And it was won by data.

For the first time, the Supreme Court clarified the judicial standard of undue burden by saying that lower courts must weigh the potential benefit of a law regulating abortion against the potential harms to women, such as diminished access to care. The statements and heart-felt beliefs of legislators were not enough to tip the scale; instead, courts needed to consider actual evidence regarding these benefits and harms.

I am an obstetrician-gynecologist and public health researcher, and as an expert witness in the Whole Woman’s Health case, I provided much of the evidence on abortion services in Texas considered by the Court. My testimony focused on the impact of HB 2 on women in the state and relied on data collected and analyzed by a team of researchers from the Texas Policy Evaluation Project.

We showed that there was a significant decline in abortions in the state after HB 2 went into effect, and recently we demonstrated how these declines were related to the growing distances to clinics as facilities closed because of the law. We also documented how women were delayed in the process of seeking abortion due to HB 2, which eventually contributed to a 27 percent increase in second-trimester abortion.

One year after the Court’s decision I believe that American women’s right to safe abortion is on firmer ground. Laws in several other states that were similar to HB 2 — and based on no evidence — have been struck down. Three clinics in Texas have reopened, and new doctors have begun providing services at the existing clinics, all of which have reduced the wait times to get an appointment, according to our research. Another provision of HB 2 that restricted the use of the abortion pill mifepristone has essentially been undone by an evidence-based decision by the Food and Drug Administration to update the medication’s label.

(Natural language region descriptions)

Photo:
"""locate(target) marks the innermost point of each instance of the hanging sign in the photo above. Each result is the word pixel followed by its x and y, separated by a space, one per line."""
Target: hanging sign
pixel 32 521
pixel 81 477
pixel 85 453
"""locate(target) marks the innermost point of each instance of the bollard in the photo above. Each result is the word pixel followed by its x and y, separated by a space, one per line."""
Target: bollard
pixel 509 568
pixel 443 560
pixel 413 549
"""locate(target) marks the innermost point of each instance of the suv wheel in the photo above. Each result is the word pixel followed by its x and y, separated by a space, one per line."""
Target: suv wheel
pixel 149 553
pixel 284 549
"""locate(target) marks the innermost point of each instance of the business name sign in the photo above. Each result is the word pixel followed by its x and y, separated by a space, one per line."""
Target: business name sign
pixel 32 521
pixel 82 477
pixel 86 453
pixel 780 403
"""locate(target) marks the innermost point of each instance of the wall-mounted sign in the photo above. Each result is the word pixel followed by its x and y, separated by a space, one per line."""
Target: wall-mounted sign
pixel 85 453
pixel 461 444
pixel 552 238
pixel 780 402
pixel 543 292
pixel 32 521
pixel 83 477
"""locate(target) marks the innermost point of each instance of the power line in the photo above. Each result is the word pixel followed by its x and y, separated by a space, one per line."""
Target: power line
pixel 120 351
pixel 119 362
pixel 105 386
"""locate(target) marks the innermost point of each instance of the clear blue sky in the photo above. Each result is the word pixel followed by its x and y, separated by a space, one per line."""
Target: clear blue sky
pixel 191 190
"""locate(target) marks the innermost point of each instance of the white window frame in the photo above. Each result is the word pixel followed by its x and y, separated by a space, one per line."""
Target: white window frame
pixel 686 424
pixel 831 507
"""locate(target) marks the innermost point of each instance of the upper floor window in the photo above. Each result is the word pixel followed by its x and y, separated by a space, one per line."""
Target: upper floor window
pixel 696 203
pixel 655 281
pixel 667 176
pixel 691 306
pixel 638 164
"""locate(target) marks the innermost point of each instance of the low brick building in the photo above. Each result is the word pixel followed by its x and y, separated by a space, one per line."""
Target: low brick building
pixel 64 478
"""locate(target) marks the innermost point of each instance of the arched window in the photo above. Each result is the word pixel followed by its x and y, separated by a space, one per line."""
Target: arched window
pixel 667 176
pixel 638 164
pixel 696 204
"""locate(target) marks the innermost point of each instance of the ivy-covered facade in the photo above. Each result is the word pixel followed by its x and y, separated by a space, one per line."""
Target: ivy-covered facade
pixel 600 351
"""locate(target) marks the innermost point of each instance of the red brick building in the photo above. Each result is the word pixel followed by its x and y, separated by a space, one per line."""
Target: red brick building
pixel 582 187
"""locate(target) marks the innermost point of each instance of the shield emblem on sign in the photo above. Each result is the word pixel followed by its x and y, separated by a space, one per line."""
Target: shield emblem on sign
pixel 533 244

PROBLEM SET:
• 1. In the text on the Whole Woman's Health case, how many clinics in Texas have reopened?
• 2. Carry on with the text on the Whole Woman's Health case, starting after its final sentence.

ANSWERS FOR EACH ITEM:
• 1. Three.

• 2.
But during the last year, Texas also has continued its attempts to further restrict women’s access to abortion care ― attempts that have a high likelihood of being declared unconstitutional. A few days after the Supreme Court decision, the Texas Department of State Health Services issued regulations requiring the burial or cremation of fetal tissue after abortion. Although the regulations were blocked by a court order, similar requirements were recently codified in a law passed by the legislature. This law, SB 8, also bans the most commonly used procedure for second-trimester abortion, which is particularly ironic given that later abortion has only increased since these delay-causing laws have gone into effect. It remains to be seen whether SB 8 will be challenged in court.

In Texas and beyond, the Whole Woman’s Health decision provides powerful ammunition to litigators to go after these and other abortion laws that are not evidence-based. Although the cost of such legal wrangling is not trivial, there is a long list of potential targets. How about the laws that force doctors to tell women lies about the mental health risks of abortion, despite the high-quality evidence demonstrating the fallacy of this claim? Or the bans on using telemedicine to provide the abortion pill, despite the fact that expanding this model of care in Iowa was associated with a reduction in later abortion? Alternative facts have been buttressing abortion legislation for so long that a new-found reliance on evidence in the courts makes it possible to challenge a broad range of laws that prevent women from receiving the care they need and want.

Since the Court’s decision, women’s health and rights are protected in a way they were not a year ago. Conservative state legislatures will continue to pass restrictive legislation, as we have seen over this past year, and there is no question that anti-abortion activists have been emboldened by the November election. But the Whole Woman’s Health decision is a potent tool to fight back against these restrictions in the one place facts still matter — the courts.

Dr. Daniel Grossman is an investigator at the Texas Policy Evaluation Project and professor of obstetrics, gynecology and reproductive sciences at the University of California, San Francisco, where he is the Director of Advancing New Standards in Reproductive Health.